**What is asked:** Copy the listing again from the line containing "the blue tent." through the end of the listing, inclusive, keeping the requests. Scale every point coordinate by 2.15 and round to whole numbers, halves up; output only these lines.

#### Records for this task ####

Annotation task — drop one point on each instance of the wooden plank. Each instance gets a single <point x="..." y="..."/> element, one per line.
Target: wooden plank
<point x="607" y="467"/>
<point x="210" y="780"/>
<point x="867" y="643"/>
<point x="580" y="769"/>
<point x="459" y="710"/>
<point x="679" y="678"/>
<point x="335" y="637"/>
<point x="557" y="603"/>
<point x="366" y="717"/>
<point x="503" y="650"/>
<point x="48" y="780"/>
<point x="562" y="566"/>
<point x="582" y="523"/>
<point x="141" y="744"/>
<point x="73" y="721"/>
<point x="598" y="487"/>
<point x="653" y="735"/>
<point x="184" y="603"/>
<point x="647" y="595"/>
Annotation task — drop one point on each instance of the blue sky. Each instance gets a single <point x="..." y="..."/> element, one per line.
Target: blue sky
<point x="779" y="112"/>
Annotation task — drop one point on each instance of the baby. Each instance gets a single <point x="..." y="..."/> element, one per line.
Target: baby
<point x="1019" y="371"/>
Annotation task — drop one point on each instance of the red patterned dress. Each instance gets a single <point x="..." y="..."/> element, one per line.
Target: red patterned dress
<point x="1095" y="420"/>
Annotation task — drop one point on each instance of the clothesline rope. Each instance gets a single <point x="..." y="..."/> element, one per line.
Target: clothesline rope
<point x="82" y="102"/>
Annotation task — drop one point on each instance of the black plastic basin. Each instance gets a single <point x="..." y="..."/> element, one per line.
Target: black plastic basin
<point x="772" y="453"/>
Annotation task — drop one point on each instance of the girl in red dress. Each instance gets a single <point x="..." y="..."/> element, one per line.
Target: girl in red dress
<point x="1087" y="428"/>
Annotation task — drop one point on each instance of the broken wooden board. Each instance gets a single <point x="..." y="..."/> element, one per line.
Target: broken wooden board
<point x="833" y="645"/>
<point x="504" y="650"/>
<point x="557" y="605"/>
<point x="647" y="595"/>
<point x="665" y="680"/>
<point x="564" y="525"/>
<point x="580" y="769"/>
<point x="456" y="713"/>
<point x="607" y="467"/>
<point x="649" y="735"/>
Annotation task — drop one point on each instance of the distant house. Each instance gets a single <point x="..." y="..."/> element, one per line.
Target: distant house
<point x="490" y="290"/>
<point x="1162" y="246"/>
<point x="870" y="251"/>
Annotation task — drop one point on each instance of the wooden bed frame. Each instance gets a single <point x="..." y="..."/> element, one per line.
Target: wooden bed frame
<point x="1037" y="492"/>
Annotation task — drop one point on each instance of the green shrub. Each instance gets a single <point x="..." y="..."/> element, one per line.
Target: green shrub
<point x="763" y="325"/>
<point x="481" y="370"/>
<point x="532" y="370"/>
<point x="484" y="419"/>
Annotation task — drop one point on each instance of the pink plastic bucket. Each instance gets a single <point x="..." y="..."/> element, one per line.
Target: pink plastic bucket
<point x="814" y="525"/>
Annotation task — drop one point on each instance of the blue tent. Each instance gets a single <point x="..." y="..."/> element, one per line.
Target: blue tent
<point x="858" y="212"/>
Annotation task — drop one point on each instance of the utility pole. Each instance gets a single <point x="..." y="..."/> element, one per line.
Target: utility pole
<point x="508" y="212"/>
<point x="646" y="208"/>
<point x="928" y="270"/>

####

**Result of the task:**
Annotation task — drop one point on each instance of the blue tent. Each instance gets a single <point x="..." y="..."/> element, one per line.
Target: blue tent
<point x="1845" y="456"/>
Annotation task — drop one point on each instance of the utility pole. Each instance gets a single <point x="..." y="..."/> element, one per line.
Target: utility pole
<point x="1092" y="456"/>
<point x="1389" y="447"/>
<point x="1995" y="581"/>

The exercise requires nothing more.